◆ **The request**: Could you format the listing below as a two-column CSV with the headers instruction and points, one row per entry? Put each entry's text and its answer in their own quoted fields, with line breaks replaced by spaces.
=-=-=-=-=
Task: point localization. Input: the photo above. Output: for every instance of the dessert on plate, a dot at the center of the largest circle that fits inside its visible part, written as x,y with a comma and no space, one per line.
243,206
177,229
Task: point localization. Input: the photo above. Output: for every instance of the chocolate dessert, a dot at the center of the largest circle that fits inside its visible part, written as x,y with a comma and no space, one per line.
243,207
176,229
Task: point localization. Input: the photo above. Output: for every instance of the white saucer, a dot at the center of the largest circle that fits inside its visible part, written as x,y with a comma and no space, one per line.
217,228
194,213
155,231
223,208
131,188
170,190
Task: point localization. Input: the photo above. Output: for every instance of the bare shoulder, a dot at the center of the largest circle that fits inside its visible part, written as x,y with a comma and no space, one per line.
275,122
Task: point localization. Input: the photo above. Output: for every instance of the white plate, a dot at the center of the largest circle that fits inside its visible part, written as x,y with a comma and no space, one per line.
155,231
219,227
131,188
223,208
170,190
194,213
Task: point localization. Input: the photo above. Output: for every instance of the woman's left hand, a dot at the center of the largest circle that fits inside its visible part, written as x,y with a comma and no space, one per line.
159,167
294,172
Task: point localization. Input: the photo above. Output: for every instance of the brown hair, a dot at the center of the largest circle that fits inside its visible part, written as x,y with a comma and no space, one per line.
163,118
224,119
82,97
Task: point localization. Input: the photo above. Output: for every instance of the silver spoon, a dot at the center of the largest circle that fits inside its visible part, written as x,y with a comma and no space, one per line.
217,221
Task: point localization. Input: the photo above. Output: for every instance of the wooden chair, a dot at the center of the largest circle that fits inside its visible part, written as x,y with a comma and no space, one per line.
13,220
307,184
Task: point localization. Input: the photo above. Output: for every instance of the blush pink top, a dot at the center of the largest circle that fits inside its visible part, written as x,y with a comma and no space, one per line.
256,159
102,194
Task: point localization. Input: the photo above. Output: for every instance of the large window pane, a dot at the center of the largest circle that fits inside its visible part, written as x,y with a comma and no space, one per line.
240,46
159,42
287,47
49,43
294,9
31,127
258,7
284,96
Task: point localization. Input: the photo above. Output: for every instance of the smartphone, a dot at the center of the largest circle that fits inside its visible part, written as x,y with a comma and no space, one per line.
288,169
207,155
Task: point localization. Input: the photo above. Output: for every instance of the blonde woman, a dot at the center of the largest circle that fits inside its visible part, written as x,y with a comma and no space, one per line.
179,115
=-=-=-=-=
◆ **Exercise result**:
instruction,points
"Task: point localization. Input: the photo above. Output: for every instance of the dessert on plate, a dot at the center of the largest circle that fits inside its visible part, written as x,y with a comma and no space, one per line.","243,206 177,229"
"Task: point localization. Input: the photo above. Output: for every instance of the chocolate dessert, a dot at the center of the largest circle that fits inside its visible part, written as x,y with a comma and no space, one per line.","243,207 176,229"
"Task: point localization. Input: the photo above. Output: for every instance of the white saucer, a dot at the center of the largest circle that fits inside its visible part, written as x,y with a comma and no space, one per line.","217,228 194,213 155,231 223,208 131,188 170,190"
"Task: point localization. Input: the photo above. Output: for every instance of the bare shoulder, a dot at the center of the largest circle that fits inside its visible part, written as x,y with a comma and no space, one per line.","275,122"
"Task: point localization. Input: the photo above. Output: for every instance of the white plate, a dot at the center of the largest circle that fits inside its visible part, written as x,y with a comma and no space, one per line.","155,231 219,227 131,188 223,208 170,190 194,213"
"Task: point localization. Input: the photo above. Output: for every instance of the woman's left hand, a dot at the center of the largest circle that fits inside its visible part, written as x,y with a comma and no space, one per line.","159,167 294,172"
"Task: point localization. Input: the photo above. Output: for every instance of the brown hair, a dot at the center of the largest circle that fits inside its visible part, written as x,y with a comma and no space, one per line.","163,118 224,119 82,97"
"Task: point localization. Input: the photo above. Output: for every instance of the silver spoon, a dot at the center of the largest circle that fits inside its visible part, written as x,y with a comma and no space, one per line.","217,221"
"Task: point localization. Input: the photo above. Output: for every instance of the wooden chair, a dot at the center of the largest circle that fits inside its visible part, written as x,y with a comma and no space, one per line.","13,220 307,184"
"Task: point localization. Input: the photo above. Output: for every instance of the blush pink top, a dot at the center of the largest circle that fits inside its visible part, written as x,y with a comma and no space, one per line.","256,159 102,194"
"Task: point localization. Input: the photo above. Output: for every instance of the large window pane, a dot at the center of the largest circle that fits inside its visible part, written as x,y with a comma and no space, one per line.","240,46 159,42 287,47 49,43 294,9 31,127 258,7 284,96"
"Task: point localization. Input: the photo above. Output: for every instance of the smartphone, a dot at the center of the largest circle that fits inside its visible part, written as x,y with a comma and no space, one per line.","288,169 207,155"
"Task: point localization. Input: the photo above. Output: for every instance of the blonde woman, a dot at the center of the largest circle that fits inside its visible part, written as x,y with a comma and no space, one per line.","179,115"